For example, NCN explained: “Now, a person can use the Form 1023-EZ to secure tax-exempt status for an entity merely by claiming everything is accurate, that the applicant’s total assets do not exceed $250,000, and its annual gross receipts will not exceed $50,000 in either the past 3 years or projected for any of the next 3 years. The result of this bare attestation is the significant benefit of federal income tax exemption – and thereby state and local income and property tax exemptions.”
In support of its Recommendations for the 2021-2022 Priority Guidance Plan, NCN pointed to evidence and arguments including –
On October 3, 2022, the Treasury Inspector General for Tax Administration (TIGTA) issued Report Number 2023-10-001. Titled More Information Is Needed to Make Informed Decisions on Streamlined Applications for Tax Exemption, the 37-page PDF document (including appendices) offers summaries followed by detailed findings and recommendations.

• INSTRUCTIONS FOR THE TASK:
Return, word for word, the part of the Form 1023-EZ excerpt that begins at the words "In support of" and stops after "findings and recommendations.".

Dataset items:
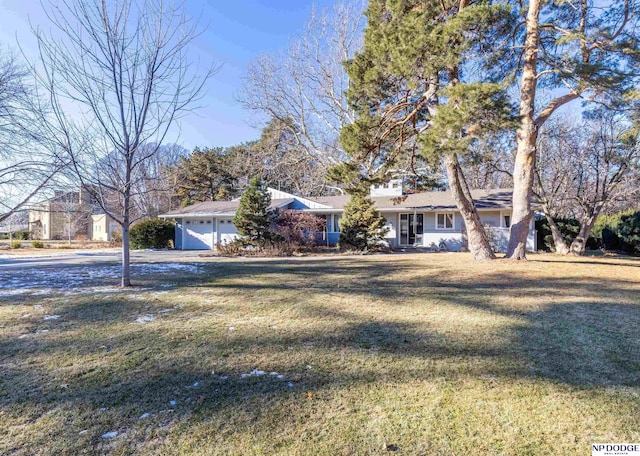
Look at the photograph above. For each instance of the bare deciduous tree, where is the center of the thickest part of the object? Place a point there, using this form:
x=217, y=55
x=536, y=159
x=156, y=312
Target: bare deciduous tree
x=25, y=166
x=307, y=83
x=583, y=168
x=122, y=69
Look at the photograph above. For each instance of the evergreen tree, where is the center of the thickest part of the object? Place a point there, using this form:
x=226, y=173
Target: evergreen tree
x=361, y=227
x=412, y=97
x=577, y=50
x=253, y=217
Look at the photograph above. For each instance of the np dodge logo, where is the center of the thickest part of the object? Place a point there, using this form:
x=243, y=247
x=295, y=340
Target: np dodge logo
x=615, y=449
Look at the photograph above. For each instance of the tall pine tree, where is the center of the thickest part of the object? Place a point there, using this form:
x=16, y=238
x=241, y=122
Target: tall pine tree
x=413, y=95
x=253, y=218
x=584, y=50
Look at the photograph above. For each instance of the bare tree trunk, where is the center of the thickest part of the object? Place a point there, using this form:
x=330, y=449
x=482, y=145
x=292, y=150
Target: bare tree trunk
x=524, y=166
x=126, y=222
x=558, y=241
x=126, y=272
x=478, y=241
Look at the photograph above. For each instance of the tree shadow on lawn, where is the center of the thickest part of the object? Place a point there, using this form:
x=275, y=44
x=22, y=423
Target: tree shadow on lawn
x=582, y=333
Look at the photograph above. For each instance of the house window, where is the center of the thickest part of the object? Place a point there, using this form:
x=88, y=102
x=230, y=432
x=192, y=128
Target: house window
x=336, y=223
x=444, y=221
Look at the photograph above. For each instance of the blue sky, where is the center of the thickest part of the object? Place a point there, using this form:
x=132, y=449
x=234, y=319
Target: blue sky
x=237, y=32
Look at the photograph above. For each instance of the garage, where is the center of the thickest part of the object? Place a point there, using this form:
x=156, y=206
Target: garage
x=198, y=234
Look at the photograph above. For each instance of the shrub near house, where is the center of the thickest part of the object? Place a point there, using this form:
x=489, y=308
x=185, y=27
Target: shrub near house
x=152, y=234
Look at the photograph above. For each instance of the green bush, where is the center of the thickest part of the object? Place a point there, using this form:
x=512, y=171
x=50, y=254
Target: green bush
x=152, y=234
x=629, y=233
x=568, y=227
x=604, y=232
x=362, y=228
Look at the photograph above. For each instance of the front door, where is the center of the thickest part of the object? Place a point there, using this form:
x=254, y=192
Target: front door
x=411, y=226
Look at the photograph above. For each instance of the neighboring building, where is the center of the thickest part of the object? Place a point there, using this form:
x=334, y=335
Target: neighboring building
x=67, y=214
x=428, y=219
x=103, y=228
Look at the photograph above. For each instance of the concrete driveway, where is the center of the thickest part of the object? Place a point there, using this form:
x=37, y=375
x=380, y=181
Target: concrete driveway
x=97, y=256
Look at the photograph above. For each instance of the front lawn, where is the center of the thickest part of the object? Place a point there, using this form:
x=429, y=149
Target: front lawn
x=348, y=355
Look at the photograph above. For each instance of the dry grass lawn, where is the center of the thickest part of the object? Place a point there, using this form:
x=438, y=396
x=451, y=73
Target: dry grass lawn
x=429, y=354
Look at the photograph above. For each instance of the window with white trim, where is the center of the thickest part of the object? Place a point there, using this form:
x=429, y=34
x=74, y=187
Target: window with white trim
x=336, y=223
x=444, y=221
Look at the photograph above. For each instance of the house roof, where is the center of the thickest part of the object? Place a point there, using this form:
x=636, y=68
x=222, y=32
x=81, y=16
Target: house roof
x=212, y=208
x=484, y=199
x=494, y=199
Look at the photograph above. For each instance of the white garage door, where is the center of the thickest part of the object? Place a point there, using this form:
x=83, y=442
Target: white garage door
x=227, y=230
x=198, y=234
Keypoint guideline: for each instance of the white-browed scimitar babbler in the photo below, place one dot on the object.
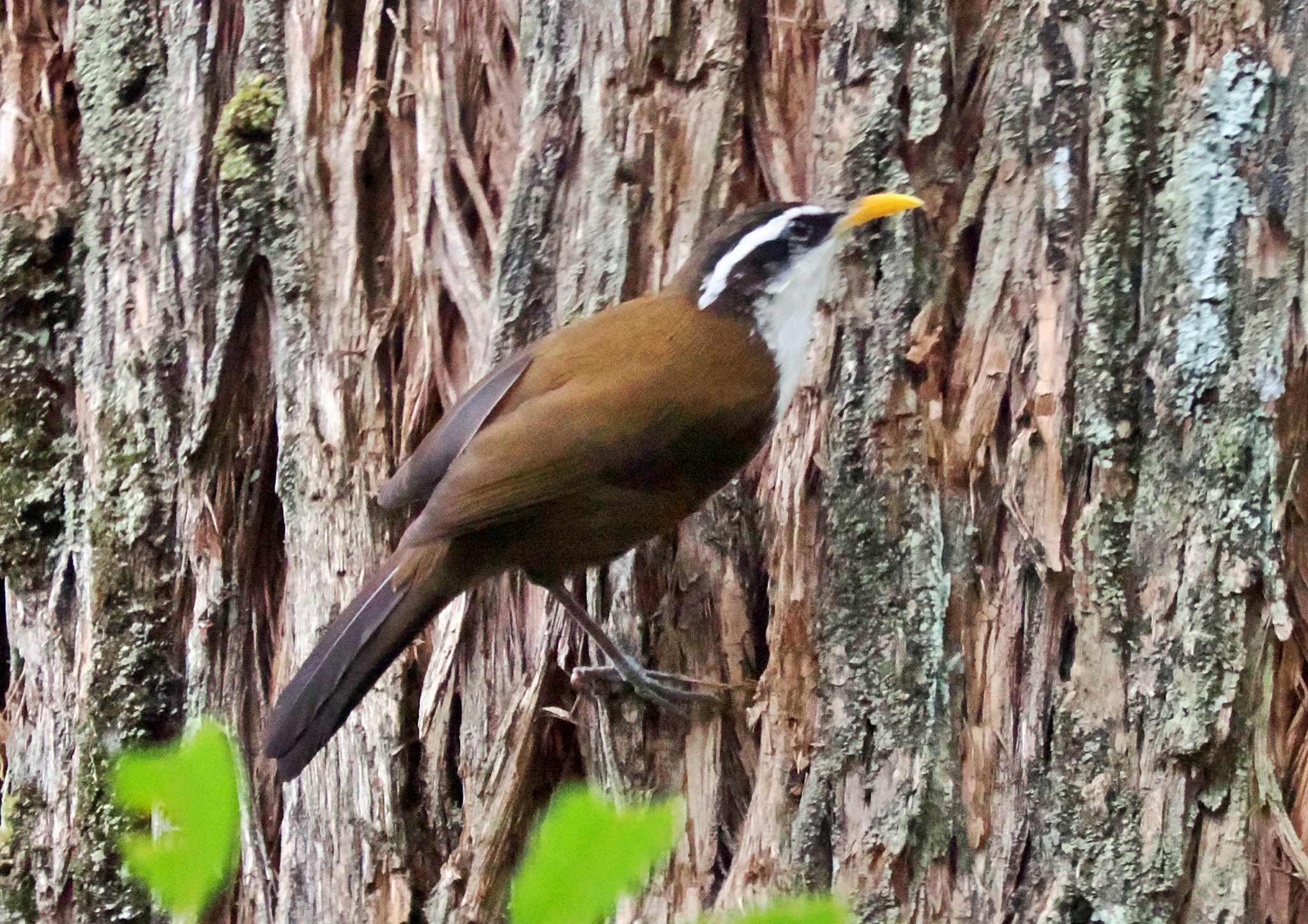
(593, 439)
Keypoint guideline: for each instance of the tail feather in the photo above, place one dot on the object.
(388, 613)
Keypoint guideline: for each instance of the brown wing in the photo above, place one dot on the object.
(602, 400)
(423, 471)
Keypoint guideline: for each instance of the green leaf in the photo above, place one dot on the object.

• WRITTEN RESPONSE:
In support of its Recommendations for the 2021-2022 Priority Guidance Plan, NCN pointed to evidence and arguments including –
On October 3, 2022, the Treasury Inspector General for Tax Administration (TIGTA) issued Report Number 2023-10-001. Titled More Information Is Needed to Make Informed Decisions on Streamlined Applications for Tax Exemption, the 37-page PDF document (including appendices) offers summaries followed by detailed findings and recommendations.